>> Start

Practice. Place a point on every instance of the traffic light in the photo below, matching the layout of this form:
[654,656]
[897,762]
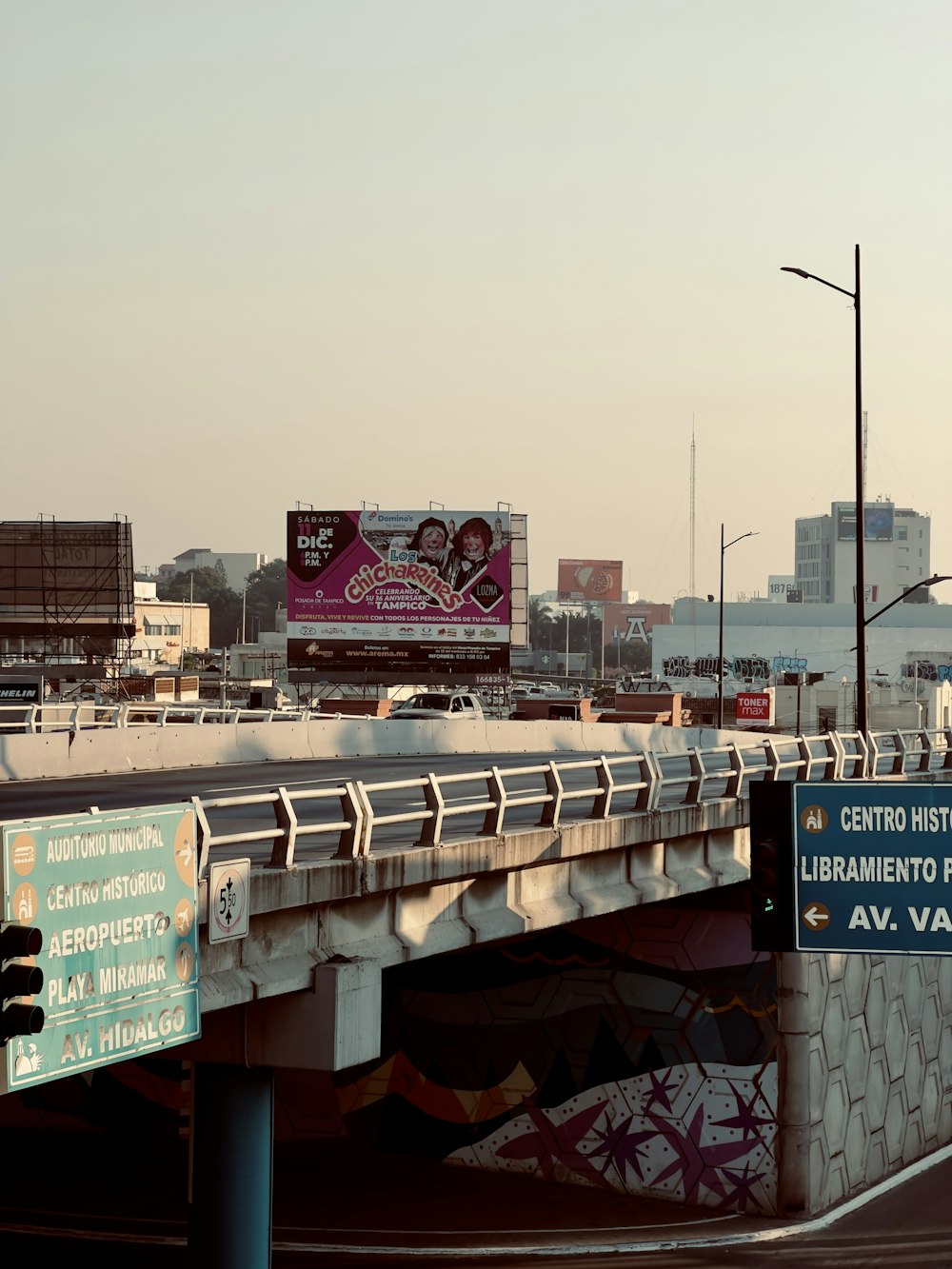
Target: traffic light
[772,917]
[17,979]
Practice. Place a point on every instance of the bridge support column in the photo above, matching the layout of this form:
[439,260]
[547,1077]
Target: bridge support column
[232,1147]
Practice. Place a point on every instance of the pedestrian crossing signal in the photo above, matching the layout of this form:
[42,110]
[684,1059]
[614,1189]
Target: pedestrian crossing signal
[19,980]
[772,918]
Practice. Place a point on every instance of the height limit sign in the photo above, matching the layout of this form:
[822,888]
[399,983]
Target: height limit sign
[228,900]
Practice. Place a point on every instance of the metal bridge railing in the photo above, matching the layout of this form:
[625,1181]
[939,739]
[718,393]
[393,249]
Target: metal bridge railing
[608,784]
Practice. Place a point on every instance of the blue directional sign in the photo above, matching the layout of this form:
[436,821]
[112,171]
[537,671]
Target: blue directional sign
[114,896]
[874,867]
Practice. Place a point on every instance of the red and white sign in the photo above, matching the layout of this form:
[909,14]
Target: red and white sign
[756,707]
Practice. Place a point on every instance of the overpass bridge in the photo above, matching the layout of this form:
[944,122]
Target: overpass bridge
[848,1079]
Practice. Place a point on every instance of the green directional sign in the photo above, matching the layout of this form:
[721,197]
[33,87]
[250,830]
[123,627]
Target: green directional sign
[114,896]
[852,865]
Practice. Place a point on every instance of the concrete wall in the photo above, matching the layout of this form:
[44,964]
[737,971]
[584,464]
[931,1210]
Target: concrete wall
[866,1071]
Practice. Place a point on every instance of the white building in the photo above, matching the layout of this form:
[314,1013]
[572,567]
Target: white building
[236,565]
[897,545]
[765,643]
[166,629]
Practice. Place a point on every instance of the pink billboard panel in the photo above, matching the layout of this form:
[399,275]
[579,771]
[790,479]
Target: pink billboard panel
[754,707]
[399,597]
[598,582]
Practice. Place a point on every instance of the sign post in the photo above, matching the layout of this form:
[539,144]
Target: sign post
[863,865]
[114,898]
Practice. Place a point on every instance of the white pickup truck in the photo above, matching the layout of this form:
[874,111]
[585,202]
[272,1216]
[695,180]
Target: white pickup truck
[440,704]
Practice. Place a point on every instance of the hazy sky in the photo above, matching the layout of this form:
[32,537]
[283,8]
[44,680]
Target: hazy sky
[376,251]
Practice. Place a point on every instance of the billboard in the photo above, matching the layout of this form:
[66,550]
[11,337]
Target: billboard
[67,579]
[754,707]
[589,582]
[399,597]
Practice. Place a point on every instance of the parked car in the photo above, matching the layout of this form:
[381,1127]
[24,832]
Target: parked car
[440,704]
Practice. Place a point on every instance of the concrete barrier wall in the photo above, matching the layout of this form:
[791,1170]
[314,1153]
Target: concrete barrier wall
[150,749]
[867,1050]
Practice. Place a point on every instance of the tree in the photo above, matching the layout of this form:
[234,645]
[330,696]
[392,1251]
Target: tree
[543,622]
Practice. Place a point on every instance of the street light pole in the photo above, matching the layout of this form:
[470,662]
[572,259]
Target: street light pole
[720,627]
[861,708]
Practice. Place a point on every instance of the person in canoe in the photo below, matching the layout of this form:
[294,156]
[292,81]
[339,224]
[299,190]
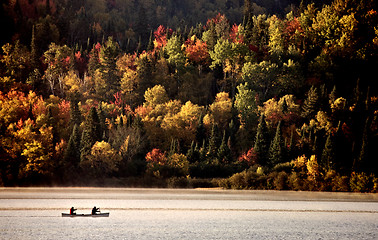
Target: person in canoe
[95,210]
[72,211]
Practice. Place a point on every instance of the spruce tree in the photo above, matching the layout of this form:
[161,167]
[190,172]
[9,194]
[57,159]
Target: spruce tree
[310,105]
[213,142]
[193,154]
[224,153]
[108,68]
[362,162]
[71,157]
[200,130]
[262,142]
[91,133]
[75,113]
[277,148]
[328,154]
[102,118]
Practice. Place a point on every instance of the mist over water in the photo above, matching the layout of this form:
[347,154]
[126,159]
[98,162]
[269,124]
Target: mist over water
[186,214]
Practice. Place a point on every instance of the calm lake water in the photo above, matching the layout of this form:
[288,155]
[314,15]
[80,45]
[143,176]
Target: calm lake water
[35,213]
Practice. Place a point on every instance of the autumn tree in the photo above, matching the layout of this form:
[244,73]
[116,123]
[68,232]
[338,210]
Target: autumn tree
[107,79]
[262,77]
[102,160]
[261,146]
[154,96]
[91,133]
[277,148]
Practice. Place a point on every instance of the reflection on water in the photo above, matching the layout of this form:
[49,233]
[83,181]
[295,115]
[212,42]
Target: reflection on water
[185,214]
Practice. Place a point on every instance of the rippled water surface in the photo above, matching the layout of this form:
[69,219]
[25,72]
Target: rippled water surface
[187,214]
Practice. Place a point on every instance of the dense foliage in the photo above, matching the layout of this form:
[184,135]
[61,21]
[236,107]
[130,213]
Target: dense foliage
[251,99]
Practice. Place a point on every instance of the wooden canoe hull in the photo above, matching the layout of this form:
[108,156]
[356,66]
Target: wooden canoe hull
[86,215]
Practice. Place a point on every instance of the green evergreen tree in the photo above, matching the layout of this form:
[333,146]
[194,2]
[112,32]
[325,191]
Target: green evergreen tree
[310,105]
[193,153]
[203,151]
[91,133]
[75,114]
[224,152]
[213,142]
[108,68]
[362,161]
[102,118]
[262,142]
[328,154]
[200,130]
[71,156]
[277,148]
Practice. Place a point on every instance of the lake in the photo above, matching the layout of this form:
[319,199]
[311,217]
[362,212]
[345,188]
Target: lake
[35,213]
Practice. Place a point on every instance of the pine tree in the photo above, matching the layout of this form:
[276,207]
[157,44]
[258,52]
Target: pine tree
[362,162]
[310,105]
[213,142]
[34,50]
[224,152]
[277,148]
[108,68]
[193,153]
[91,133]
[200,130]
[101,117]
[75,113]
[262,142]
[328,154]
[71,158]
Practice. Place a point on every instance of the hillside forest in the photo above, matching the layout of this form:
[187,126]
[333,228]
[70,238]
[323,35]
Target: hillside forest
[193,93]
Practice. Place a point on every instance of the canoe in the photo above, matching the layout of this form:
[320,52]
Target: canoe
[86,215]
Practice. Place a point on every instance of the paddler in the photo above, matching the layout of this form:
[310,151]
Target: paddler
[73,211]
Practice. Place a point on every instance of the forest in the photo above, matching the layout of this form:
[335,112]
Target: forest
[225,93]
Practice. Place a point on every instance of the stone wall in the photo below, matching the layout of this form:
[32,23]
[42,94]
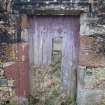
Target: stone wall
[91,70]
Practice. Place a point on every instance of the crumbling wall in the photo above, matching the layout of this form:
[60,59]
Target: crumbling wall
[91,75]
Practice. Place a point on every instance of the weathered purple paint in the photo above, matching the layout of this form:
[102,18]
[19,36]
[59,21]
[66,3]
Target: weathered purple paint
[42,30]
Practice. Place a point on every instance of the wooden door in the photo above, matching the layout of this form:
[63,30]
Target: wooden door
[54,43]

>> End

Exclude all pictures and reproduce exactly the lines from the one containing "Practice. Place a point on every instance of the canoe" through the final line of the entries above.

Practice. Place a point on every instance of the canoe in the photo above, matching the layout of this form:
[320,52]
Target: canoe
[86,215]
Practice. Place a point on every instance of the paddler in the photo above, matching the layout of this form:
[310,151]
Target: paddler
[73,211]
Practice. Place a point on every instance of the forest in the photo above, matching the layout of this form:
[335,112]
Target: forest
[225,93]
Practice. Place a point on every instance of the stone wall in the photo below, matching the layout of this form:
[32,23]
[42,94]
Target: stone wall
[91,70]
Practice. Place a point on every instance of the crumbling wall in the photo above, matching the layout of this form:
[60,59]
Target: crumbling wall
[91,75]
Practice. Place a point on every instance of the weathered purple paint in the photo above, matching the layout of this form:
[102,18]
[19,36]
[59,21]
[66,3]
Target: weathered purple paint
[42,30]
Practice. Place a point on every instance of the wooden door in the photo above, matching the layout of this form:
[63,30]
Target: wooden door
[54,43]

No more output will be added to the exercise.